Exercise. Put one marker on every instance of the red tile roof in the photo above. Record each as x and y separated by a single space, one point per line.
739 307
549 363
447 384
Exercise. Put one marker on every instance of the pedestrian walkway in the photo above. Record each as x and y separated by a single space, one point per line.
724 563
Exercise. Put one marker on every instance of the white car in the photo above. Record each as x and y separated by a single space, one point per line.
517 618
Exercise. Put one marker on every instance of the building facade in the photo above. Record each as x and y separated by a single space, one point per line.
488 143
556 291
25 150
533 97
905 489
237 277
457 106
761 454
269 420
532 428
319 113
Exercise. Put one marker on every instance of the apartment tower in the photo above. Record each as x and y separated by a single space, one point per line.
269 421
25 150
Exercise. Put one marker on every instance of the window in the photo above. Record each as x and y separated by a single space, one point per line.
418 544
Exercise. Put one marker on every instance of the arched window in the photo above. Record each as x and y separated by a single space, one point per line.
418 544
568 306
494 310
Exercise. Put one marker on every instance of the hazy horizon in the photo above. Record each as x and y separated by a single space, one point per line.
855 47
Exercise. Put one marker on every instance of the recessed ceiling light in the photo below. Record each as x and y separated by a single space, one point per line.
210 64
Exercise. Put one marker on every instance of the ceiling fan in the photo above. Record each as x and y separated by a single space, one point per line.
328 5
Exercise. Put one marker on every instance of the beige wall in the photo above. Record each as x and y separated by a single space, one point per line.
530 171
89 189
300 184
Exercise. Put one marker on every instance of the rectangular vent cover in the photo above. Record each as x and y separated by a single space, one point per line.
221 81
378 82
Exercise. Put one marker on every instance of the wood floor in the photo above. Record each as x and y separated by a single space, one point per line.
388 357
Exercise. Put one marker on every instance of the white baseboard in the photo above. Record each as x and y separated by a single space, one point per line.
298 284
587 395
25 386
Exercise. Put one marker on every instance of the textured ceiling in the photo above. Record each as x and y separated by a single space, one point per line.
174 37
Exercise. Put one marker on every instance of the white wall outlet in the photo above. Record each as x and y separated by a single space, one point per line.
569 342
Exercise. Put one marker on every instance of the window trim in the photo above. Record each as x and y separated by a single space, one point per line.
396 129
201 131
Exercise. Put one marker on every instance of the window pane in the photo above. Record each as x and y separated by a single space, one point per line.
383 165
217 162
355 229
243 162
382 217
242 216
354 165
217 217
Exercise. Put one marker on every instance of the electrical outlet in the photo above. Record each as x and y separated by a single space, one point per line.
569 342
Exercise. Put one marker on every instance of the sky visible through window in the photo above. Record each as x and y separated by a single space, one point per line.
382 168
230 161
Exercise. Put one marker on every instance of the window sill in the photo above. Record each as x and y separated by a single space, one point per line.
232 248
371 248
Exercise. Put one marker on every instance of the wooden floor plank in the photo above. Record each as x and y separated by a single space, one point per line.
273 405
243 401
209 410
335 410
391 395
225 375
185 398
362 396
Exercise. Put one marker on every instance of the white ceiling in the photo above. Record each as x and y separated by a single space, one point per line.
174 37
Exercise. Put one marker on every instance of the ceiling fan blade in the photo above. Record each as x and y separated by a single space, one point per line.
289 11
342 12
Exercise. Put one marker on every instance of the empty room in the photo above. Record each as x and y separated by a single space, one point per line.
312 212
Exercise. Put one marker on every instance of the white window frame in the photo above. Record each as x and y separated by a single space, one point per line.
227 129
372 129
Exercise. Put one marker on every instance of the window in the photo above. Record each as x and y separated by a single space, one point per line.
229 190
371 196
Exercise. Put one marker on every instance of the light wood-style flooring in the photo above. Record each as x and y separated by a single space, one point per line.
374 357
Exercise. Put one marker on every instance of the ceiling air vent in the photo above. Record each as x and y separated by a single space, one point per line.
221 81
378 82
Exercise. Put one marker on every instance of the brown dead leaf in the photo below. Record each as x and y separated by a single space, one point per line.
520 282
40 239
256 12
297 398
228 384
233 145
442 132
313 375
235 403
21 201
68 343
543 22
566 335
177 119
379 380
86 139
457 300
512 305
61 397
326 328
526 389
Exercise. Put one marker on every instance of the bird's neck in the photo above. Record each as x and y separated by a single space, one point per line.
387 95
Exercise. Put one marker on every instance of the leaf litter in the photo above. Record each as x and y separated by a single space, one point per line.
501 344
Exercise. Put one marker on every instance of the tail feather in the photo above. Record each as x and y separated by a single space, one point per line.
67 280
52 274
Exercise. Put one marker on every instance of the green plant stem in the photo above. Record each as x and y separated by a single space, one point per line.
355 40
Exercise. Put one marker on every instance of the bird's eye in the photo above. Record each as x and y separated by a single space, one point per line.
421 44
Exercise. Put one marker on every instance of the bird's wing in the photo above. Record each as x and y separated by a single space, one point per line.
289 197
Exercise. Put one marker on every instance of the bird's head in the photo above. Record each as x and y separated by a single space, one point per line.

▶ **Exercise details**: Both ends count here. Reproduce exactly the lines from the one containing "Exercise. Put one marker on every instance of the green" through the end of the listing.

▶ **Answer space**:
Exercise. Put one marker on every instance of the green plant stem in the photo above. Record each as x and y separated by a single space, one point per line.
355 40
Exercise. Put one marker on every instance of the bird's eye in the photo above. Record each as x and y separated by a single space, one point per line.
421 44
Exercise. Put one marker on every instance of the bird's wing in the photo above. Record each as x and y separated by a single space, one point per line.
289 197
Exercise. Put one marker on every instance of the bird's head in the photo above. Record each as x and y separated by a single space, one point per line.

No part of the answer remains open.